* [CONJUNTO DE TAREAS]
A – Reproduce sin cambios el tramo del texto seleccionado que va desde "Lo más obvio" hasta "con el pueblito).".
B – Según el texto seleccionado, ¿cuántas horas diarias de práctica se requieren de los músicos que conforman la élite de la música erudita?
C – Indica si cada afirmación concuerda con el texto seleccionado y cita las palabras que lo deciden: (i) La película muestra a Jimmy triunfando como artista gracias a su talento innato. (ii) Thibaut es un gran director de orquesta. (iii) El texto contrapone París y el pueblito.

* [TEXTO SELECCIONADO]
Lo más obvio sería esperar de esa historia una especie de cuento de Ceniciento fraterno, en el que Jimmy impusiera su formidable talento innato y terminara realizándose como artista, pero esta película no se pliega a la ilusión en milagros. En vez de eso, lo que salta, no siempre de modo explícito pero en forma bastante neta, son cuestiones que tienen que ver con las diferencias de clase y de lugar de formación y residencia (París en contraste con el pueblito).
Se bombardea la noción meritocrática de que el éxito es la recompensa por el talento y el esfuerzo: a algunos simplemente no les toca vislumbrar, sin una buena orientación, el camino posible, y no siempre dispone del ocio como para practicar las 15 horas diarias que se requieren de esos músicos superentrenados que conforman la élite de la música erudita. Jimmy podría ser lo que es Thibaut si le hubiera tocado una familia de clase media en París; en la situación opuesta, Thibaut, en vez de ser un gran director de orquesta, podría haber sido un instrumentista en una bandita provinciana que practicara en las horas libres de su trabajo principal de cocinero de un comedor infantil.

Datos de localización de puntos
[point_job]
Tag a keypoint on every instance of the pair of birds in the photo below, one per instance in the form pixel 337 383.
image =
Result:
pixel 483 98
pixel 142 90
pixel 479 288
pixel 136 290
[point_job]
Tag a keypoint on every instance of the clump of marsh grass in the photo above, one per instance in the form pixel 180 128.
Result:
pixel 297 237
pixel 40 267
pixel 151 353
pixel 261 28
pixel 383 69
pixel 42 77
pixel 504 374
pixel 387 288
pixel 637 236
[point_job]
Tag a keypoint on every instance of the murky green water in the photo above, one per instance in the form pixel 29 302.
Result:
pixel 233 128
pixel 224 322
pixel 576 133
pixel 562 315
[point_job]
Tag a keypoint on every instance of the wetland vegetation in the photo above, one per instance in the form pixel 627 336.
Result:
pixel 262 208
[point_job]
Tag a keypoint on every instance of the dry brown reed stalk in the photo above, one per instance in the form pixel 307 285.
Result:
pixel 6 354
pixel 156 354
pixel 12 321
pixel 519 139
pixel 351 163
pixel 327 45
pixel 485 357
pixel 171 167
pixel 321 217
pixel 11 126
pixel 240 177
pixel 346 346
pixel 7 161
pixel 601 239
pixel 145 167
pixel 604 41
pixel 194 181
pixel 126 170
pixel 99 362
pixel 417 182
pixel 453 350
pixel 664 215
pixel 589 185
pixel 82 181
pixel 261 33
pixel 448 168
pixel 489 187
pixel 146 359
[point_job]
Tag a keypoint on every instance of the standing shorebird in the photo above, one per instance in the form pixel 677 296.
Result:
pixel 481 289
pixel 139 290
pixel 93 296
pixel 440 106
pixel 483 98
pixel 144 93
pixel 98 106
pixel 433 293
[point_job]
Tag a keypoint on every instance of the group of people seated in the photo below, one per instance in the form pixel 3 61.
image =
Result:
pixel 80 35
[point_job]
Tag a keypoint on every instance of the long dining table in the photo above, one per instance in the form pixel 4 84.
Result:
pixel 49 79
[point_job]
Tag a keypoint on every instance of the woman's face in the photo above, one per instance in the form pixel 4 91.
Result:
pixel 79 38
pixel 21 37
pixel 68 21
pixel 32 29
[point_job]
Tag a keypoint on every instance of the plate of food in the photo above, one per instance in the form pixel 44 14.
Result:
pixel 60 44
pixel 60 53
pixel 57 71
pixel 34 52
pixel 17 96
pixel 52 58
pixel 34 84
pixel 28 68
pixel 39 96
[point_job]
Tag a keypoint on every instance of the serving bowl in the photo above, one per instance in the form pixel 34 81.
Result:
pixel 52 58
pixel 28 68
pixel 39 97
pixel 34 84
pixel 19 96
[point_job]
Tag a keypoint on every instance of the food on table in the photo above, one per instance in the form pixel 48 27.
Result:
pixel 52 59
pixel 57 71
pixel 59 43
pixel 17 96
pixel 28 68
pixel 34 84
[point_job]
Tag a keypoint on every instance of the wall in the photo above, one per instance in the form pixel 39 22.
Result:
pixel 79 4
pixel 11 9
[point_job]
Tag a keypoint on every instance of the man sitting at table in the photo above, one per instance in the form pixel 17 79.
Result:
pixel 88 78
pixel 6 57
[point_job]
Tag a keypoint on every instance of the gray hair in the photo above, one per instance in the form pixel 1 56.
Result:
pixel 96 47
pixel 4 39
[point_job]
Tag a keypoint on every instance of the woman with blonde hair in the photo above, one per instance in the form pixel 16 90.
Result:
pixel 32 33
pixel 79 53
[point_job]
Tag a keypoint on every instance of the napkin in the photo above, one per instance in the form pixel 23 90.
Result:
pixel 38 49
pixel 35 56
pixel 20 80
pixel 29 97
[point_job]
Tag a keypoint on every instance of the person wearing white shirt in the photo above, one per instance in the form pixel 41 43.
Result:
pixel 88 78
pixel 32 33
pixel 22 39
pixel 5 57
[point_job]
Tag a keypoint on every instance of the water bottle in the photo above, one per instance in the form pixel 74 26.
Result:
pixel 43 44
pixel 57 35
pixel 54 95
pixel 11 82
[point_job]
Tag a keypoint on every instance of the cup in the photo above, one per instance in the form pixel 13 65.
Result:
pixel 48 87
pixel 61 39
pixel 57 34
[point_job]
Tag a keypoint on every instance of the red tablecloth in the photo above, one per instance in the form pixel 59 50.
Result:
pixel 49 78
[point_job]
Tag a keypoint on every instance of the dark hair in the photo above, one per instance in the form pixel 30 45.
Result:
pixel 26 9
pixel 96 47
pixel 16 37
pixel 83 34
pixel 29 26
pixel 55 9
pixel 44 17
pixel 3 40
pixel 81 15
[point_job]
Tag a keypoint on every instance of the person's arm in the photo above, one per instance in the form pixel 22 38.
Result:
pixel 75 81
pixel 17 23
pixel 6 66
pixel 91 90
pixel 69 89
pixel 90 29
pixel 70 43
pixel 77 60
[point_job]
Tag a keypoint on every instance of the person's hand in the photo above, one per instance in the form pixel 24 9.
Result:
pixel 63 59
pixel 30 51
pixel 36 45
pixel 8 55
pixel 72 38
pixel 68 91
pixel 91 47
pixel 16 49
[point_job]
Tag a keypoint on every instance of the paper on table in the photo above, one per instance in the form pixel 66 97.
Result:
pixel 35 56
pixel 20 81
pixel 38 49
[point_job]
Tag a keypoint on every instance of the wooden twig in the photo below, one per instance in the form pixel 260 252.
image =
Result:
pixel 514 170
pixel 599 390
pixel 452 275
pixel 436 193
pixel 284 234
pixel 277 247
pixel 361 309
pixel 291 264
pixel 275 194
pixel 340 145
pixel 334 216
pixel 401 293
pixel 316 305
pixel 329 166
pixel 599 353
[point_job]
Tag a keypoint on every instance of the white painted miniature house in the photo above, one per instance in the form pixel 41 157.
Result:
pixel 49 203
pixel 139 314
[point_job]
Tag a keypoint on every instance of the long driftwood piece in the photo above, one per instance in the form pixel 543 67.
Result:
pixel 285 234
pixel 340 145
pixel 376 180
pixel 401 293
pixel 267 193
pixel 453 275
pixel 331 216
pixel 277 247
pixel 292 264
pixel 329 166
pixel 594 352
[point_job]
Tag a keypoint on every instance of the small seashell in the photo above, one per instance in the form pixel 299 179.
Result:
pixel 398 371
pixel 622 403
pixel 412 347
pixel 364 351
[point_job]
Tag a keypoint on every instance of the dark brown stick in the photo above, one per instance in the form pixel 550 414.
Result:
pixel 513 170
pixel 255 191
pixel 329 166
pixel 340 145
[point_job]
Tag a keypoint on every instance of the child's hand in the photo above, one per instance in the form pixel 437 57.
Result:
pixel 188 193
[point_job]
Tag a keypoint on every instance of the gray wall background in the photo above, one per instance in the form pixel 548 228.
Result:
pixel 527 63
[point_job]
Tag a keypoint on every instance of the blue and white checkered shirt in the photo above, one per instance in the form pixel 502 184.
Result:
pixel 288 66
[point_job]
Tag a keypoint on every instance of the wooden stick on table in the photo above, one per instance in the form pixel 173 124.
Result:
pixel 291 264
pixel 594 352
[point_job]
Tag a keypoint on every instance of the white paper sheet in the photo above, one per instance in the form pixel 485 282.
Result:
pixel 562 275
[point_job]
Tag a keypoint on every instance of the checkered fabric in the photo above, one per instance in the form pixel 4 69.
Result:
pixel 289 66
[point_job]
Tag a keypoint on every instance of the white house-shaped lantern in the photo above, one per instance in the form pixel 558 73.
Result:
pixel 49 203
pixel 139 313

* [RESPUESTAS POR NÚMERO]
A –
Lo más obvio sería esperar de esa historia una especie de cuento de Ceniciento fraterno, en el que Jimmy impusiera su formidable talento innato y terminara realizándose como artista, pero esta película no se pliega a la ilusión en milagros. En vez de eso, lo que salta, no siempre de modo explícito pero en forma bastante neta, son cuestiones que tienen que ver con las diferencias de clase y de lugar de formación y residencia (París en contraste con el pueblito).

B – Se requieren 15 horas diarias.

C –
(i) No: "esta película no se pliega a la ilusión en milagros".
(ii) Sí: "Thibaut, en vez de ser un gran director de orquesta".
(iii) Sí: "París en contraste con el pueblito".